» **Work request**
Skip all lines in the entries below that come before the one containing "198L73 162L44 187L42". Repeat that line and the rest exactly.

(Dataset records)
-- Opening Marker --
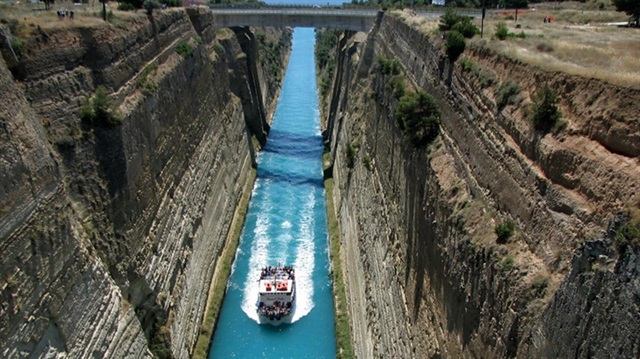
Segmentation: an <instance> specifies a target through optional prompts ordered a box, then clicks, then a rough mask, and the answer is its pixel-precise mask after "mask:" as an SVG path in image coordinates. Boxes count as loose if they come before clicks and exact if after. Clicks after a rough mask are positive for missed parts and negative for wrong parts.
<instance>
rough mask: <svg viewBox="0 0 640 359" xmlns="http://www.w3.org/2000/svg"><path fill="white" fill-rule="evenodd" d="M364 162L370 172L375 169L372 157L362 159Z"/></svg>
mask: <svg viewBox="0 0 640 359" xmlns="http://www.w3.org/2000/svg"><path fill="white" fill-rule="evenodd" d="M362 162H363V163H364V167H365V168H366V169H368V170H369V171H371V170H372V169H373V161H372V160H371V157H369V155H365V156H364V158H363V159H362Z"/></svg>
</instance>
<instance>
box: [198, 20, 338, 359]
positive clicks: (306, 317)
mask: <svg viewBox="0 0 640 359" xmlns="http://www.w3.org/2000/svg"><path fill="white" fill-rule="evenodd" d="M314 36H315V34H314V30H313V29H307V28H304V29H302V28H298V29H295V32H294V35H293V49H292V53H291V57H290V60H289V65H288V68H287V72H286V75H285V79H284V84H283V88H282V91H281V94H280V98H279V100H278V105H277V107H276V113H275V116H274V119H273V123H272V129H271V132H270V134H269V140H268V142H267V145H266V147H265V148H264V150H263V151H262V152H261V153H260V155H259V157H258V178H257V180H256V185H255V187H254V189H253V194H252V198H251V202H250V204H249V211H248V214H247V218H246V222H245V227H244V230H243V233H242V237H241V239H240V244H239V247H238V251H237V253H236V259H235V262H234V268H233V271H232V273H231V277H230V278H229V282H228V284H227V293H226V296H225V299H224V303H223V305H222V311H221V313H220V318H219V321H218V324H217V327H216V330H215V334H214V336H213V343H212V346H211V351H210V353H209V358H229V357H237V358H256V357H265V358H272V357H277V358H332V357H335V350H336V347H335V332H334V317H333V296H332V288H331V281H330V279H329V272H330V262H329V255H328V239H327V221H326V209H325V197H324V196H325V192H324V186H323V181H322V164H321V156H322V149H323V145H322V136H321V134H320V120H319V113H318V98H317V88H316V78H315V65H314V57H313V46H314V43H315V37H314ZM278 263H280V264H282V265H293V266H294V267H295V269H296V287H297V296H296V311H295V314H294V317H293V323H292V324H283V325H280V326H277V327H275V326H272V325H269V324H265V325H260V324H258V316H257V314H256V300H257V295H258V279H259V275H260V269H261V268H263V267H265V266H269V265H272V266H274V265H276V264H278Z"/></svg>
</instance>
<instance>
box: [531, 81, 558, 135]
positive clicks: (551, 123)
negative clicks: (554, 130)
mask: <svg viewBox="0 0 640 359" xmlns="http://www.w3.org/2000/svg"><path fill="white" fill-rule="evenodd" d="M557 102H558V97H557V96H556V93H555V92H554V91H553V89H551V87H549V86H548V85H543V86H542V87H541V88H540V89H539V90H538V91H537V92H536V93H535V94H534V95H533V114H532V116H533V117H532V122H533V127H534V128H535V129H536V130H538V131H540V132H542V133H547V132H549V131H551V129H552V128H553V127H554V126H556V124H557V123H558V121H559V120H560V118H561V117H562V113H561V112H560V109H558V104H557Z"/></svg>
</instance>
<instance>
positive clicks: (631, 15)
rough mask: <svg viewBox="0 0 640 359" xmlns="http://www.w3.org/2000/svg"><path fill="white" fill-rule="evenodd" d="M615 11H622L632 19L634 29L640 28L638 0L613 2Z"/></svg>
mask: <svg viewBox="0 0 640 359" xmlns="http://www.w3.org/2000/svg"><path fill="white" fill-rule="evenodd" d="M613 4H614V5H615V6H616V10H618V11H623V12H624V13H626V14H627V15H629V16H631V17H632V18H633V21H634V22H635V26H636V27H640V1H638V0H613Z"/></svg>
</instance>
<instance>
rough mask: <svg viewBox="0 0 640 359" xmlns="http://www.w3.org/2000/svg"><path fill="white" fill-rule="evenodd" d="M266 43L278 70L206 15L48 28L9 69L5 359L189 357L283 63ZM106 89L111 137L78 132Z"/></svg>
mask: <svg viewBox="0 0 640 359" xmlns="http://www.w3.org/2000/svg"><path fill="white" fill-rule="evenodd" d="M242 33H243V34H244V36H245V37H246V36H248V35H246V34H248V33H250V32H248V31H246V30H242ZM259 33H261V34H262V35H261V36H264V38H266V39H267V41H271V42H274V43H278V44H280V46H281V47H280V52H279V56H277V57H273V56H272V57H271V61H272V62H274V63H276V64H268V63H267V62H265V61H260V58H261V57H260V55H261V54H262V55H263V53H264V52H265V51H267V50H265V49H264V48H262V47H260V46H258V45H257V44H256V43H255V41H253V42H252V40H253V39H252V38H249V39H248V40H247V39H246V38H242V39H240V40H238V37H239V36H236V35H234V33H233V32H231V31H230V30H226V31H225V30H220V29H215V28H214V27H213V24H212V23H211V18H210V15H208V13H207V12H206V11H205V10H198V9H189V10H187V11H185V10H180V11H166V12H162V13H156V14H155V15H154V16H153V17H134V18H133V19H131V20H130V21H129V22H128V24H127V28H126V29H125V28H122V27H117V26H112V25H101V26H95V27H91V26H89V27H76V28H66V29H57V30H46V29H45V30H41V31H38V32H35V33H34V34H33V35H32V37H31V38H30V39H29V40H28V43H27V44H26V46H25V47H24V49H25V50H24V51H23V55H22V57H21V58H20V62H19V63H18V64H17V65H12V66H11V71H10V70H9V68H8V66H7V64H6V63H5V61H4V60H0V87H1V88H2V93H3V96H2V99H0V119H1V120H2V129H1V130H0V136H2V141H0V153H1V154H2V156H1V158H2V161H0V166H1V167H2V168H1V170H0V173H1V175H0V176H1V179H0V188H1V191H0V208H1V210H0V248H1V249H2V251H3V254H4V258H3V260H2V261H0V266H1V268H0V269H1V270H0V272H1V273H3V276H2V278H0V305H1V306H0V327H1V329H0V341H1V342H2V346H1V347H0V356H2V357H43V356H48V357H64V356H68V357H74V358H80V357H113V358H123V357H151V356H153V355H156V356H167V355H172V356H174V357H177V358H187V357H189V356H190V354H191V352H192V350H193V346H194V344H195V341H196V339H197V335H198V333H199V330H200V323H201V321H202V316H203V311H204V308H205V304H206V300H207V294H208V291H209V285H210V281H211V277H212V273H213V270H214V267H215V264H216V258H217V255H218V253H219V252H220V250H221V248H222V247H223V246H224V241H225V239H226V237H227V232H228V227H229V223H231V219H232V216H233V213H234V210H235V207H236V204H237V200H238V199H239V197H240V195H241V191H242V188H243V185H244V184H245V183H246V181H247V180H248V178H249V176H248V174H249V171H250V169H251V166H252V163H254V155H253V153H254V150H255V149H254V148H253V141H252V137H254V136H255V137H256V138H258V139H261V138H263V137H264V136H265V135H266V133H267V132H268V124H267V119H268V113H270V111H271V110H272V108H273V106H274V105H275V102H274V101H273V99H275V98H276V97H277V96H276V92H277V89H278V86H279V81H280V78H279V77H278V73H277V72H274V71H273V70H272V68H269V66H271V67H273V66H274V65H276V66H278V68H279V69H282V68H283V67H284V62H285V60H286V57H287V54H288V50H289V47H288V46H289V43H290V42H289V40H290V31H288V30H274V29H261V30H259ZM184 44H186V45H188V46H186V47H188V48H190V49H191V50H192V51H189V52H186V53H182V54H178V53H177V51H176V47H178V46H179V45H181V46H182V47H185V46H184ZM246 49H251V51H252V52H253V53H252V54H251V55H248V54H247V53H246V52H245V51H247V50H246ZM256 55H257V56H256ZM264 57H265V56H262V58H264ZM254 61H256V62H254ZM16 80H17V81H16ZM98 86H104V87H105V88H106V89H107V91H108V93H111V94H112V98H113V102H114V103H115V105H116V107H117V111H116V112H117V117H116V119H117V120H116V123H110V124H109V123H95V122H90V121H81V120H80V116H79V112H80V108H81V107H82V104H83V102H84V100H85V98H87V97H90V96H91V95H92V94H93V93H94V91H96V89H97V88H98ZM245 96H248V97H249V99H246V98H245ZM247 101H250V102H251V103H252V104H253V105H255V106H258V105H259V106H258V108H259V109H260V111H261V112H260V113H259V115H253V114H246V113H245V111H244V110H246V108H247V107H246V105H243V104H245V103H246V102H247Z"/></svg>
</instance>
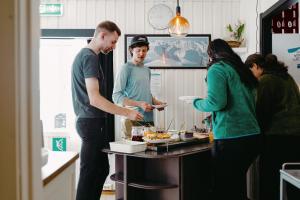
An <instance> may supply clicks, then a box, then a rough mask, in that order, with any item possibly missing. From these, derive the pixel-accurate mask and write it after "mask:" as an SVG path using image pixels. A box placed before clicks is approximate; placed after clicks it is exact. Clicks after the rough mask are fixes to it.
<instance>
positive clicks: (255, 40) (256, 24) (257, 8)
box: [255, 0, 258, 52]
mask: <svg viewBox="0 0 300 200" xmlns="http://www.w3.org/2000/svg"><path fill="white" fill-rule="evenodd" d="M255 24H256V33H255V34H256V36H255V51H256V52H258V0H256V22H255Z"/></svg>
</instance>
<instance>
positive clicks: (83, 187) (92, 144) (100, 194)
mask: <svg viewBox="0 0 300 200" xmlns="http://www.w3.org/2000/svg"><path fill="white" fill-rule="evenodd" d="M104 124H105V121H104V120H103V119H102V118H79V119H77V122H76V129H77V132H78V134H79V136H80V137H81V140H82V146H81V151H80V174H79V182H78V187H77V194H76V200H99V199H100V196H101V193H102V188H103V184H104V182H105V179H106V177H107V176H108V174H109V163H108V156H107V154H106V153H103V152H102V151H101V150H102V149H103V148H104V147H106V146H107V145H108V140H107V137H106V136H105V135H104V133H103V131H102V130H103V127H104Z"/></svg>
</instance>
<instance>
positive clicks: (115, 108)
mask: <svg viewBox="0 0 300 200" xmlns="http://www.w3.org/2000/svg"><path fill="white" fill-rule="evenodd" d="M85 84H86V89H87V93H88V97H89V100H90V104H91V105H92V106H94V107H96V108H98V109H100V110H103V111H105V112H108V113H111V114H116V115H122V116H125V117H127V118H129V119H131V120H138V121H140V120H143V115H142V114H140V113H139V112H137V111H135V110H129V109H126V108H122V107H119V106H117V105H115V104H113V103H111V102H110V101H108V100H107V99H105V98H104V97H103V96H101V94H100V93H99V83H98V79H96V78H86V79H85Z"/></svg>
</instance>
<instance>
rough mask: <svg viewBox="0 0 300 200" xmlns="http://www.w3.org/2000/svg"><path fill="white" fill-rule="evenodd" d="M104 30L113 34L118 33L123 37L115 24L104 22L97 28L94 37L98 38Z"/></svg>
mask: <svg viewBox="0 0 300 200" xmlns="http://www.w3.org/2000/svg"><path fill="white" fill-rule="evenodd" d="M103 30H106V31H109V32H111V33H112V32H114V31H116V32H117V34H118V35H119V36H120V35H121V30H120V28H119V27H118V26H117V25H116V24H115V23H114V22H111V21H104V22H101V23H100V24H98V26H97V27H96V29H95V33H94V37H95V36H97V35H98V34H99V33H100V32H101V31H103Z"/></svg>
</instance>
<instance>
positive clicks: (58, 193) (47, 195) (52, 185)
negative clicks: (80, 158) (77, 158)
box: [44, 163, 75, 200]
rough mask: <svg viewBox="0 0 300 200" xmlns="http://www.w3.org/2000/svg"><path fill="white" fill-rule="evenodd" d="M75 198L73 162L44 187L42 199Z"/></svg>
mask: <svg viewBox="0 0 300 200" xmlns="http://www.w3.org/2000/svg"><path fill="white" fill-rule="evenodd" d="M62 199H63V200H74V199H75V163H74V164H72V165H70V166H69V167H68V168H67V169H65V170H64V171H63V172H62V173H61V174H59V175H58V176H57V177H55V178H54V179H53V180H52V181H51V182H50V183H48V184H47V185H46V186H45V187H44V200H62Z"/></svg>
-- Closing Marker --
» **Response area**
rough mask: <svg viewBox="0 0 300 200" xmlns="http://www.w3.org/2000/svg"><path fill="white" fill-rule="evenodd" d="M75 198L73 162L44 187L42 199Z"/></svg>
mask: <svg viewBox="0 0 300 200" xmlns="http://www.w3.org/2000/svg"><path fill="white" fill-rule="evenodd" d="M62 199H63V200H74V199H75V163H74V164H72V165H70V166H69V167H68V168H67V169H65V170H64V171H63V172H62V173H61V174H59V175H58V176H57V177H55V178H54V179H53V180H52V181H51V182H50V183H48V184H47V185H46V186H45V187H44V200H62Z"/></svg>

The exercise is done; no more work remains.